═════ DATA FOR PROCESSING

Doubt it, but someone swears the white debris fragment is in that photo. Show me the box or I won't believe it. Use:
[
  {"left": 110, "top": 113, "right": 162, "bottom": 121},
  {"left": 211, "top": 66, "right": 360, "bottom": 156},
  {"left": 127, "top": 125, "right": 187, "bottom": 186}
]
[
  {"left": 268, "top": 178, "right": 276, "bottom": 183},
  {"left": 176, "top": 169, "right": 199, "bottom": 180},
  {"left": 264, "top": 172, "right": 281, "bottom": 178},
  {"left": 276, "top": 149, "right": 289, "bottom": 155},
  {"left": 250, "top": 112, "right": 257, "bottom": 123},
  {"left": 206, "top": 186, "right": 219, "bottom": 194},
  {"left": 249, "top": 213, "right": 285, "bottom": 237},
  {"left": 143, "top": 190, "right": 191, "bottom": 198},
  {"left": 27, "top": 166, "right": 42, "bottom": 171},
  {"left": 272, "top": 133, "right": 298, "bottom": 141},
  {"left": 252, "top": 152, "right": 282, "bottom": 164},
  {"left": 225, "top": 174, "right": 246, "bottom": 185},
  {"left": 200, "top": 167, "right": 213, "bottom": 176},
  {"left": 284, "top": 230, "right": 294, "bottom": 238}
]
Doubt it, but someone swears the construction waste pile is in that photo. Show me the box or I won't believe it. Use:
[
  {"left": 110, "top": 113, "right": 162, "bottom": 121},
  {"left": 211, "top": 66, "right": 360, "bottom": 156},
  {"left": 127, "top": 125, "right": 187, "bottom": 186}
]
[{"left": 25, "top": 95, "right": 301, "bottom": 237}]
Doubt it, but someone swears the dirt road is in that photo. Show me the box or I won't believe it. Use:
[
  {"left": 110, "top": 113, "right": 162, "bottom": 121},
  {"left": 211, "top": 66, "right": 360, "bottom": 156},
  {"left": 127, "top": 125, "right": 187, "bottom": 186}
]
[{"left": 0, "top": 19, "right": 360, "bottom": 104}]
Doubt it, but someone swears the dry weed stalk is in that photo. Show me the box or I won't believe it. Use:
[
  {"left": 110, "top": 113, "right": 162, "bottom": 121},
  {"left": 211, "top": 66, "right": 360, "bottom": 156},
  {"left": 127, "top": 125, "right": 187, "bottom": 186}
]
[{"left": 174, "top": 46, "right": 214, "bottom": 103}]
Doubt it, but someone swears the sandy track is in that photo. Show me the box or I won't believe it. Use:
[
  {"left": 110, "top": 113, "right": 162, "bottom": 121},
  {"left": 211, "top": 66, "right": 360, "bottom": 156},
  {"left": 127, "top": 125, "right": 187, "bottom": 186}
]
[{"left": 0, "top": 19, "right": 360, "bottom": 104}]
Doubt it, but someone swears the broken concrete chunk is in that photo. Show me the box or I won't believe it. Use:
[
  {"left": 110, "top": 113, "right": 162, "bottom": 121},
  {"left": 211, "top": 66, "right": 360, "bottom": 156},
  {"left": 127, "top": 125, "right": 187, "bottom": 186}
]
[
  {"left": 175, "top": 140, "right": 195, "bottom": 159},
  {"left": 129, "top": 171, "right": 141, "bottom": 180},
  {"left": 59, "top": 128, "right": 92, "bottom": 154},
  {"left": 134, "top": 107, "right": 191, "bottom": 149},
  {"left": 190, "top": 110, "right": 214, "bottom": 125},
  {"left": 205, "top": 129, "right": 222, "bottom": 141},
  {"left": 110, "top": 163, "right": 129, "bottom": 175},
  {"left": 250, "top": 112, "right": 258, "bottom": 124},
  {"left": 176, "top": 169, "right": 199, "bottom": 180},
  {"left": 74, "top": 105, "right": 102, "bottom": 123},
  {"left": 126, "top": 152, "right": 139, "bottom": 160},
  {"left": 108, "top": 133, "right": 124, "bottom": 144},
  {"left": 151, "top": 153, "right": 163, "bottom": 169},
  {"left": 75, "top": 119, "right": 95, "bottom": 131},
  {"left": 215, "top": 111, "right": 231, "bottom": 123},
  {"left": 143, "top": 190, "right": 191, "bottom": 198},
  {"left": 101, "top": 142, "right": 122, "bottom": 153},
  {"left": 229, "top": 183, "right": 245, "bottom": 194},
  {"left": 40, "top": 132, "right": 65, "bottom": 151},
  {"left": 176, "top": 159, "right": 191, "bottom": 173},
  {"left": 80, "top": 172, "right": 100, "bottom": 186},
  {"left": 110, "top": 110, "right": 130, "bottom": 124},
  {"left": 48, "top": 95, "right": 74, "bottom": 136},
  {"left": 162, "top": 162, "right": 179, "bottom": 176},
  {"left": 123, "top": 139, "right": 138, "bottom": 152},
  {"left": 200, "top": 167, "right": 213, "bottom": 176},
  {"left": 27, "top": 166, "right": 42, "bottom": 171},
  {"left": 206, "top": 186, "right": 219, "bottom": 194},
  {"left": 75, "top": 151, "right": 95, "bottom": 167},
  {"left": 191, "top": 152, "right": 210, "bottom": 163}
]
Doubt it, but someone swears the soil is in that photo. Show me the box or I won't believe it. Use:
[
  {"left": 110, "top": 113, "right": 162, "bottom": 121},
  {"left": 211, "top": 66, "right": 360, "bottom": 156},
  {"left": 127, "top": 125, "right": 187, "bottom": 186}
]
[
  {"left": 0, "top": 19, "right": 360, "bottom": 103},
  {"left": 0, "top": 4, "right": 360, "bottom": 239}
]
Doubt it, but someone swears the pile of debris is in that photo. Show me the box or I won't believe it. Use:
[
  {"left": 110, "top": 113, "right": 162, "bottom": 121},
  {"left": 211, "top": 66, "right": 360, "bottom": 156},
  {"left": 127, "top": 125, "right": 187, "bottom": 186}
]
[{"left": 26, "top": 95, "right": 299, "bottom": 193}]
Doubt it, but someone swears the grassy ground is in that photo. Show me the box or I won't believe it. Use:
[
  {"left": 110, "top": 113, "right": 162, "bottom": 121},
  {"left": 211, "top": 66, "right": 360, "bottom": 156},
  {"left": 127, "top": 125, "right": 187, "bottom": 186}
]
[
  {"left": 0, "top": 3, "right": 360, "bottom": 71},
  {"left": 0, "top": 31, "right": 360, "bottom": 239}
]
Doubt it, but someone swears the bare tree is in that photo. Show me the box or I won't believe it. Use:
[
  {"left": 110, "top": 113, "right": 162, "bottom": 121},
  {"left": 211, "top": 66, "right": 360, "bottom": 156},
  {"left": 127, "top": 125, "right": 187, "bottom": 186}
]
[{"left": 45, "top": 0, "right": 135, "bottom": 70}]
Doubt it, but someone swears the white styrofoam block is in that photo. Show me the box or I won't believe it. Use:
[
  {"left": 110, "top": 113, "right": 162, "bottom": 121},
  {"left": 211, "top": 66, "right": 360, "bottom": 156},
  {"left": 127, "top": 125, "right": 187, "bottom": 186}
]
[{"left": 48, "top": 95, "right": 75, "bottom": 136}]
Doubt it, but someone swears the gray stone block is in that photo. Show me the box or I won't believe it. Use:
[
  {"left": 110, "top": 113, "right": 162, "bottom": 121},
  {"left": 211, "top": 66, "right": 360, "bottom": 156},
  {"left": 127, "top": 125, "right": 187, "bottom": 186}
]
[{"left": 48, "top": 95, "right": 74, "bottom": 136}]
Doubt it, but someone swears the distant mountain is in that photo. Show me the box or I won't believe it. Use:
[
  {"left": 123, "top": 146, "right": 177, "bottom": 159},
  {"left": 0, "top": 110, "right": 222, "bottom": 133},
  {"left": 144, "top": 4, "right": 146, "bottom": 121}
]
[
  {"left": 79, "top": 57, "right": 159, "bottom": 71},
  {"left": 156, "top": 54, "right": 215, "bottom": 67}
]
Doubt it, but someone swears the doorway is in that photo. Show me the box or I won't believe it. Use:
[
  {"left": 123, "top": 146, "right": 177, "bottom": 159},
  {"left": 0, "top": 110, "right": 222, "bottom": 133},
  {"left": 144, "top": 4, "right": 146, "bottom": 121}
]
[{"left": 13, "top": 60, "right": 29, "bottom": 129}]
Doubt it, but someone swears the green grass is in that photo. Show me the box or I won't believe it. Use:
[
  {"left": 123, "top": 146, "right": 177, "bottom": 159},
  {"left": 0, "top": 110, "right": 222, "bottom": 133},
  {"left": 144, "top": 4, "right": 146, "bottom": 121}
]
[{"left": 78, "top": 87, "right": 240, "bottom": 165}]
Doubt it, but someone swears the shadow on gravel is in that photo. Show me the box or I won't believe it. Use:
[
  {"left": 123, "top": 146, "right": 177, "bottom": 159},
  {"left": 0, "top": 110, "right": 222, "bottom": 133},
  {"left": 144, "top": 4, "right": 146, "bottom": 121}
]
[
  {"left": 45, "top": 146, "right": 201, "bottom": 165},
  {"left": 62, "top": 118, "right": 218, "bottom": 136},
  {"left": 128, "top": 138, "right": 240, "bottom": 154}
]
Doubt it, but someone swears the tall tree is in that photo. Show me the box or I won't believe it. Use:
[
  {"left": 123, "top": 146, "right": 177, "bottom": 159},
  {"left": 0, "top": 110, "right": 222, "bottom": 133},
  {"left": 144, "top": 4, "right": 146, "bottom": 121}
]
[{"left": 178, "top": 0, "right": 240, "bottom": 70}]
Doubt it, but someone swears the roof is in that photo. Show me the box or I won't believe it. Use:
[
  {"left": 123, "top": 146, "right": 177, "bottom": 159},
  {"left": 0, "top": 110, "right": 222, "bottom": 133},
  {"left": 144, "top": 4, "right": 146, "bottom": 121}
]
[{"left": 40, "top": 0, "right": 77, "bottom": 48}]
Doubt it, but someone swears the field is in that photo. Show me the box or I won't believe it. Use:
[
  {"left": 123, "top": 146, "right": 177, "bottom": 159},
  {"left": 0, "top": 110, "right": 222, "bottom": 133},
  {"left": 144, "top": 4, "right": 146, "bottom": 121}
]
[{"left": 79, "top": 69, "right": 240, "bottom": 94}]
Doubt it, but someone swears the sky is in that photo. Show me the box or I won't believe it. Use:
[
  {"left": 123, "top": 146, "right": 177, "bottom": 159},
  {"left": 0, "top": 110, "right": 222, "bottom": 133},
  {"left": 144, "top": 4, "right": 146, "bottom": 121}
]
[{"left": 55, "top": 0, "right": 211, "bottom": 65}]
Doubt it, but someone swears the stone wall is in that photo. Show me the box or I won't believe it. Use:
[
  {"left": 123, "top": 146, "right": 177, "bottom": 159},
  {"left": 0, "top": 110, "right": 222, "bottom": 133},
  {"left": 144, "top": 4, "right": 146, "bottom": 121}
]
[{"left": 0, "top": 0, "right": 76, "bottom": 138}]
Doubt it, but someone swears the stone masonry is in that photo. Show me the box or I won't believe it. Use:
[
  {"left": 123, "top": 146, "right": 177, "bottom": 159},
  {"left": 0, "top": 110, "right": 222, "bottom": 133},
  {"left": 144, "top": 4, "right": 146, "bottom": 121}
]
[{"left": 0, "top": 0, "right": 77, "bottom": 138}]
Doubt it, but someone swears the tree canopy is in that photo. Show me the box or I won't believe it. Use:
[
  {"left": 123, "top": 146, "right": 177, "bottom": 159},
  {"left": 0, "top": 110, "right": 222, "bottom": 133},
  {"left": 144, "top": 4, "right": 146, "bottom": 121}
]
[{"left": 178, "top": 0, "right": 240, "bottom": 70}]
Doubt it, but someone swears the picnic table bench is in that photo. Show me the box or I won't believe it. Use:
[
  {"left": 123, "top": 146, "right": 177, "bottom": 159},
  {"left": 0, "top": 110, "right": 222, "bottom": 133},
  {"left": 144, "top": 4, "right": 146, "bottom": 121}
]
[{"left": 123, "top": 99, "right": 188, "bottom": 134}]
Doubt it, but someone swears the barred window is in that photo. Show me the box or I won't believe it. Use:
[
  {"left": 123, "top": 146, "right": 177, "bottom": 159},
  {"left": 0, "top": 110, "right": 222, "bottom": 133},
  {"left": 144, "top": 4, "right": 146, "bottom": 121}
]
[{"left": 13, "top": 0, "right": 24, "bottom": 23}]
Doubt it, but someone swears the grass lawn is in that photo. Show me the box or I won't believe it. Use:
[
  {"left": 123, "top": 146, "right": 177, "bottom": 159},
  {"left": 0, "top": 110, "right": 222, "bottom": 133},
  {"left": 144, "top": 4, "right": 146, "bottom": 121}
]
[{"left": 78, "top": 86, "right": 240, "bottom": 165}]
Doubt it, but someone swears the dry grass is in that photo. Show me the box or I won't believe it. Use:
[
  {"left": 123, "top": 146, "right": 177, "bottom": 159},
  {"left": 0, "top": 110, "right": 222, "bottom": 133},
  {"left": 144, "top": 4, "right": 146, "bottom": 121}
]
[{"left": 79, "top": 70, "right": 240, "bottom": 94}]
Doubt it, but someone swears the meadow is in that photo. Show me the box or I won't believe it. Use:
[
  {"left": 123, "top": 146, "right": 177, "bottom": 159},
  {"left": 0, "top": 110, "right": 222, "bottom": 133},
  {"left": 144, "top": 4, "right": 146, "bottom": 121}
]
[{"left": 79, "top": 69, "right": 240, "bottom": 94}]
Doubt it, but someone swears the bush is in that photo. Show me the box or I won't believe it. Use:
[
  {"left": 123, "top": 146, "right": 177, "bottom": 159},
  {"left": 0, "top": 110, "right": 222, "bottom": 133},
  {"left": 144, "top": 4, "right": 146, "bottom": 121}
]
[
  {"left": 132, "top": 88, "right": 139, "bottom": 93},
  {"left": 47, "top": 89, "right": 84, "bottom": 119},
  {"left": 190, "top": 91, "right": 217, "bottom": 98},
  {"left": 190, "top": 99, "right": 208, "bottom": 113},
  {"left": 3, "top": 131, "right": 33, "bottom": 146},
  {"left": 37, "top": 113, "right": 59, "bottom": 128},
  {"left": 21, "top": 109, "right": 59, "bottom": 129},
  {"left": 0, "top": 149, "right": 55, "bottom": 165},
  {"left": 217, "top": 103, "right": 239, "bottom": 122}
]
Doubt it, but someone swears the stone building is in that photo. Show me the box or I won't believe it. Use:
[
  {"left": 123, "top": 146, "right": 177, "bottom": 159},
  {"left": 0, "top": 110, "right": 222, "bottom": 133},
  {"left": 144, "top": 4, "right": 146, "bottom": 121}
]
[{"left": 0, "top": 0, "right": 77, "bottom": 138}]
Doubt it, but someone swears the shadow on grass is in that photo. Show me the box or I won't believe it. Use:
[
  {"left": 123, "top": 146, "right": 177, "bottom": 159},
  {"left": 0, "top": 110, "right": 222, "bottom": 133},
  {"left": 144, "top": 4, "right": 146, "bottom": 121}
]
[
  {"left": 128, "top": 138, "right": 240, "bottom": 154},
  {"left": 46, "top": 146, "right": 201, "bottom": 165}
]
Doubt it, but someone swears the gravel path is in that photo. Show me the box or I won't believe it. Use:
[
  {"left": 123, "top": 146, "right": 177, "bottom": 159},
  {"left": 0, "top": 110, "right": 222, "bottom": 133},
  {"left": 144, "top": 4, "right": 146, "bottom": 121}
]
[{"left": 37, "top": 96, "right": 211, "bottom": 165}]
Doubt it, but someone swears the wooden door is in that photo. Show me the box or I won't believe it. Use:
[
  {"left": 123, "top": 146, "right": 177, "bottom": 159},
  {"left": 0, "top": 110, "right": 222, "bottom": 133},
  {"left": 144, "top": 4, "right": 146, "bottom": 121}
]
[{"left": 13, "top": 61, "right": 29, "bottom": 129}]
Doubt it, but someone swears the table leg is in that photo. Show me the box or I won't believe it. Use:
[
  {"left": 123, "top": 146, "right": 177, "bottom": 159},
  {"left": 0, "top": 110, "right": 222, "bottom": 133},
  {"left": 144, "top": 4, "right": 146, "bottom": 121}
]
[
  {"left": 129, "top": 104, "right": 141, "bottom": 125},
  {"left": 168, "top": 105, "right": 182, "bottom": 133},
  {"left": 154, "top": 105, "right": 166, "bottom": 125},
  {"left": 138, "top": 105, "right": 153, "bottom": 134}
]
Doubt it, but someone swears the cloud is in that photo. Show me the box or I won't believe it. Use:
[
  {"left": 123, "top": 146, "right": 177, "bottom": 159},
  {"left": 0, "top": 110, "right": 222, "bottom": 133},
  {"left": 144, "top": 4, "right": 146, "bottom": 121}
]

══════════

Display each line of the data above that contains the string "shadow".

__EXPECTED OUTPUT__.
Doubt it, but someone swears the shadow on gravel is in that photo. Show me the box or I won't believe it. Use:
Doubt it, but someone swears the shadow on grass is in that photo. Show me the box or I won't believe it. Use:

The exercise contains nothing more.